-- EXERCISE INSTRUCTIONS --
In the text on rational persuasion, why are good-faith, persuasive arguments said to be under-supplied?

-- GIVEN TEXT --
────────────────────────────────────────
People ARE persuaded by rational arguments
Now our friend Dan Williams said it brilliantly once more:
On the issue of whether people change their minds in response to new information or “logical arguments”: You have to understand that people don’t approach an issue or conversation as blank slates. They have a vast, interconnected web of beliefs, assumptions, expectations, values, and concepts, much of which they would find difficult to articulate explicitly and has emerged over many years, shaping how they interpret and respond to new information and integrate it into their worldview. It would be highly irrational to throw away that worldview at the first encounter with contrary evidence or arguments. But this is often precisely what those who complain about human irrationality expect people to do. And when this expectation is violated, they conclude that humans are too irrational to be persuaded by new information. In reality, what looks like a failure to respond to new information is often simply a failure of observers to understand what it’s like to have a radically different perspective on reality. That doesn’t mean that rational argument or persuasion is futile. It just normally takes time, happens gradually, and can be emotionally and socially uncomfortable, which is why good-faith, persuasive arguments are under-supplied.
Moreover, changing one’s mind is not just a matter of processing facts as we have established before with cognitive bias, it will involve renegotiating one’s identity. Beliefs rarely are isolated propositions but parts of emotional and logical ecosystems. To accept a new idea may feel, at some level, like betraying one’s community, former self, or sense of coherence. In any case we know that persuasion is an interpersonal act as much as it is an intellectual one
When argument is framed as combat, people naturally respond with defense rather than any sort of disinterested rational enterprise. That’s why many people when debating and arguing aim at creating conditions under which genuine reconsideration is possible.
────────────────────────────────────────
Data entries
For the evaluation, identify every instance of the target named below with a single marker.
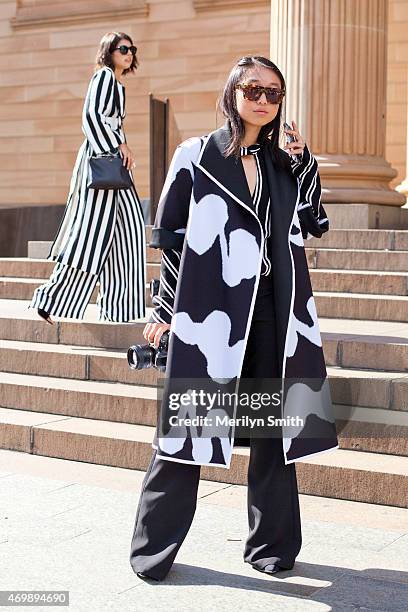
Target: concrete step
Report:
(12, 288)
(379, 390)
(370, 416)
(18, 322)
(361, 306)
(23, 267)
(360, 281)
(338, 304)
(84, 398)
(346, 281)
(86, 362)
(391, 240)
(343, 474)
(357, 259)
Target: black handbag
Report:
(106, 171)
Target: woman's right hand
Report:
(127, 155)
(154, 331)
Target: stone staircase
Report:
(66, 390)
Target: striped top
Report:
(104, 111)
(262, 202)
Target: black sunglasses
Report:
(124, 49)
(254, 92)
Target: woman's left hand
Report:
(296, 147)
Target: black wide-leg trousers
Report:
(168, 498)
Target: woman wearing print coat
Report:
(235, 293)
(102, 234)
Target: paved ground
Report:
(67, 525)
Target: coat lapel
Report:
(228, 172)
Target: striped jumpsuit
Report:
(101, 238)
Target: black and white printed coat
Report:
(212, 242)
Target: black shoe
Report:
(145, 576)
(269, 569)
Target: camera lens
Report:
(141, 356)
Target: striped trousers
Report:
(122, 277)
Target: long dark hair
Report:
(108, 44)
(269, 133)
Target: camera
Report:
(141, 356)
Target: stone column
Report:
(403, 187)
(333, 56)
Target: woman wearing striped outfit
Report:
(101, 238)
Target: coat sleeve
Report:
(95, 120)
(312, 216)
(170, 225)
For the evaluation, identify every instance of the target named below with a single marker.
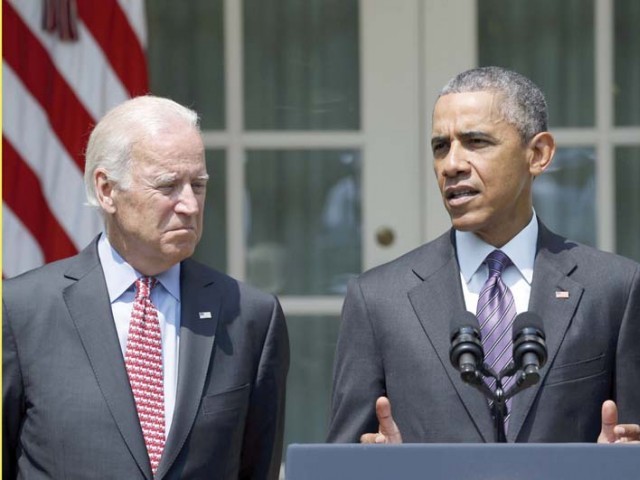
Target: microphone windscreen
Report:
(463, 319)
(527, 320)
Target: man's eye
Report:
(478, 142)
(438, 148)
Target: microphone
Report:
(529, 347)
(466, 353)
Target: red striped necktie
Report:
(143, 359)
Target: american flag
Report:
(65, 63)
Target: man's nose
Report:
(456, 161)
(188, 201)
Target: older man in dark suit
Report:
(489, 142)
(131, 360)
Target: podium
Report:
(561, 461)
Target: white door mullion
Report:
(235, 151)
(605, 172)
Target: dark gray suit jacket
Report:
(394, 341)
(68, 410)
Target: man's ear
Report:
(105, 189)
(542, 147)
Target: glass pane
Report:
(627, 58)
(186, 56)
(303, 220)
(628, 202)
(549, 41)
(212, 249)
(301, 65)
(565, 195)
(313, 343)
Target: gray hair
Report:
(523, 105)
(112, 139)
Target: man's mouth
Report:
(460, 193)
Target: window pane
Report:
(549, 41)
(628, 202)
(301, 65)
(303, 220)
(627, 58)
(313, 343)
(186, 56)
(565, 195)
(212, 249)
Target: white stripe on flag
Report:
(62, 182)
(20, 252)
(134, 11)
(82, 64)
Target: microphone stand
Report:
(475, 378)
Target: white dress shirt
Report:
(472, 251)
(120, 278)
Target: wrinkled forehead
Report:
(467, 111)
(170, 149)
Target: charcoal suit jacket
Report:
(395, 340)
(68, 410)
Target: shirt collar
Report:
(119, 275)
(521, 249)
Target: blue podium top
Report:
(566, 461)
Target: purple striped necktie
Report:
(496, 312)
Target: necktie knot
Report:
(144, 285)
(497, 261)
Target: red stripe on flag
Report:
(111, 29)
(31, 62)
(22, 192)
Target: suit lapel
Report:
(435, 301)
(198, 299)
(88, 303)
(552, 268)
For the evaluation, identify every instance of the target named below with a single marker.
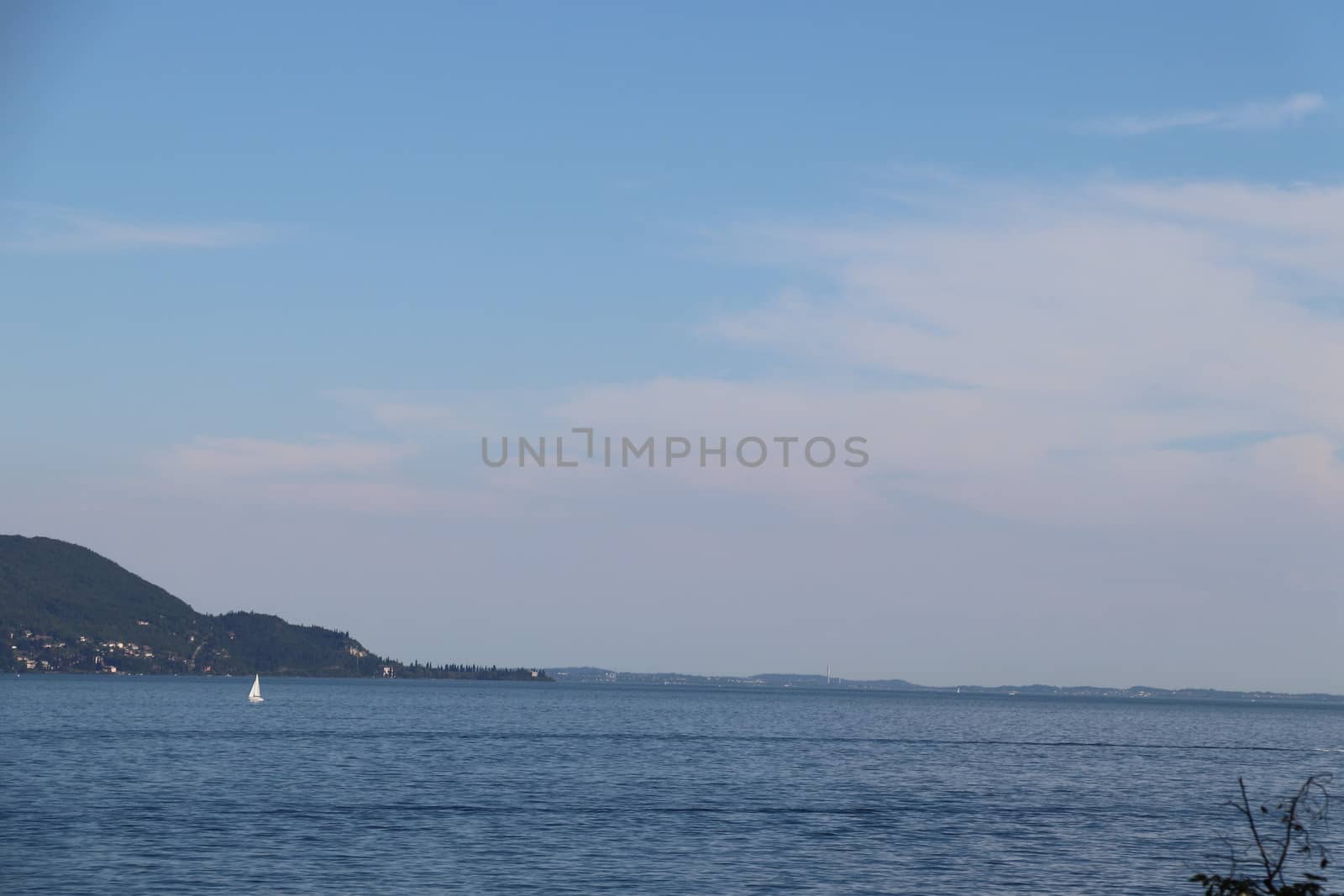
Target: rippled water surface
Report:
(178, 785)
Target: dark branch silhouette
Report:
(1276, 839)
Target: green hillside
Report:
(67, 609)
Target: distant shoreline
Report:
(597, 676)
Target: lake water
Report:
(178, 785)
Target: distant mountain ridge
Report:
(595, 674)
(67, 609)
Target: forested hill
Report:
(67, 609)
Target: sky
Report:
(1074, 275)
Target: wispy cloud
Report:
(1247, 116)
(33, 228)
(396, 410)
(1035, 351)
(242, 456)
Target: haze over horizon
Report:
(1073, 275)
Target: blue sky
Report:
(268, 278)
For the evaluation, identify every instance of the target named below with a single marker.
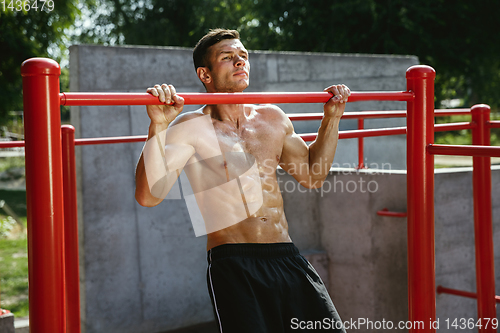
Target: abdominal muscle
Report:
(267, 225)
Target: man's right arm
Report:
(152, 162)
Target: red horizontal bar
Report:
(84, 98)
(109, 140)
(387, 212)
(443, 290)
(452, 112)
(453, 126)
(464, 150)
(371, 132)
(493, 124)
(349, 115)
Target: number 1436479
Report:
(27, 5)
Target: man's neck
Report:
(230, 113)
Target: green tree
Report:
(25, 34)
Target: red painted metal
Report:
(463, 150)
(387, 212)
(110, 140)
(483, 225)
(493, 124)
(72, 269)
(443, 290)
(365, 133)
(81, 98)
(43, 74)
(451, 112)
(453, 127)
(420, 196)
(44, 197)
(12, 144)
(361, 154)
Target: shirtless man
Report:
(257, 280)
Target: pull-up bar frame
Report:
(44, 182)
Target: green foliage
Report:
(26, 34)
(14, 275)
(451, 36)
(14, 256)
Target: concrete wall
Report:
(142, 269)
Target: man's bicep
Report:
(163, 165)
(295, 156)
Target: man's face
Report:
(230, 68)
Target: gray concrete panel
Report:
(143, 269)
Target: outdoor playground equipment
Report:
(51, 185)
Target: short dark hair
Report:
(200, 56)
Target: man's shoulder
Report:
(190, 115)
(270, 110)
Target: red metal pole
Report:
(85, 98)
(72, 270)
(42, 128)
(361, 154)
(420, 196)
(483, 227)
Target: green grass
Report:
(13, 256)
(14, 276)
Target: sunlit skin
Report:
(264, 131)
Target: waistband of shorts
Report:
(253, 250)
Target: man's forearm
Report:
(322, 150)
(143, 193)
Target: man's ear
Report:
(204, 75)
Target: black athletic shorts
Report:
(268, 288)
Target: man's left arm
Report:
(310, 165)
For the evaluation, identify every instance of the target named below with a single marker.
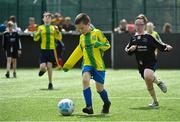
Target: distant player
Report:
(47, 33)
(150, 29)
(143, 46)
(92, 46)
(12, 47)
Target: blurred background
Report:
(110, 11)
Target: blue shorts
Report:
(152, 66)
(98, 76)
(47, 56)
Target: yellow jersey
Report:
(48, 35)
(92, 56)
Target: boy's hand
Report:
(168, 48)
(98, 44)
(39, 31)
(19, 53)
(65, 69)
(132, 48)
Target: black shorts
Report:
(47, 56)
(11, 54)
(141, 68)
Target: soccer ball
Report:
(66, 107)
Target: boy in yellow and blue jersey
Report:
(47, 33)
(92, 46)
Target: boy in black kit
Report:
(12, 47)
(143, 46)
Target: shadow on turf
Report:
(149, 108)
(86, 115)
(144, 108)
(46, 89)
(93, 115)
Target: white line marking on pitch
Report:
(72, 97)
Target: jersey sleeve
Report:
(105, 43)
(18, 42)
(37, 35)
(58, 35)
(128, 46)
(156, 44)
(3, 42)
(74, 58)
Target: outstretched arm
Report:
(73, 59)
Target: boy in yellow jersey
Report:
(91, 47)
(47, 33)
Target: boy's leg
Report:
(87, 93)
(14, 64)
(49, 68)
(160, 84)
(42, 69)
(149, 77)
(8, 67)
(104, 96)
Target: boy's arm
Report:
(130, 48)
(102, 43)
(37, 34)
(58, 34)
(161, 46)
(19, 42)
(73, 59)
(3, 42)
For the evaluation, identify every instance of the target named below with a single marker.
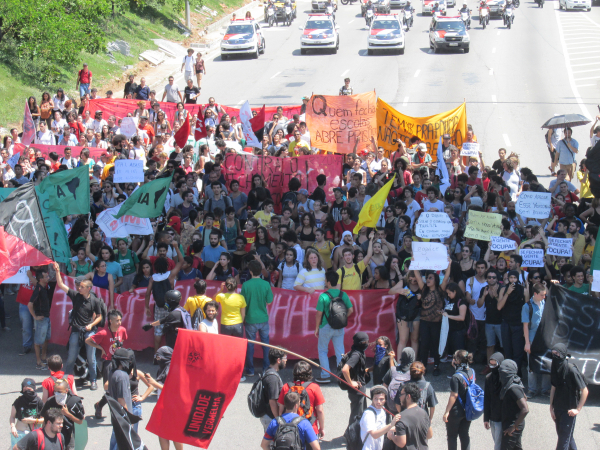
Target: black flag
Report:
────────────────────────────────────────
-- RESULT OF THE TASK --
Because persuasion normally takes time, happens gradually, and can be emotionally and socially uncomfortable.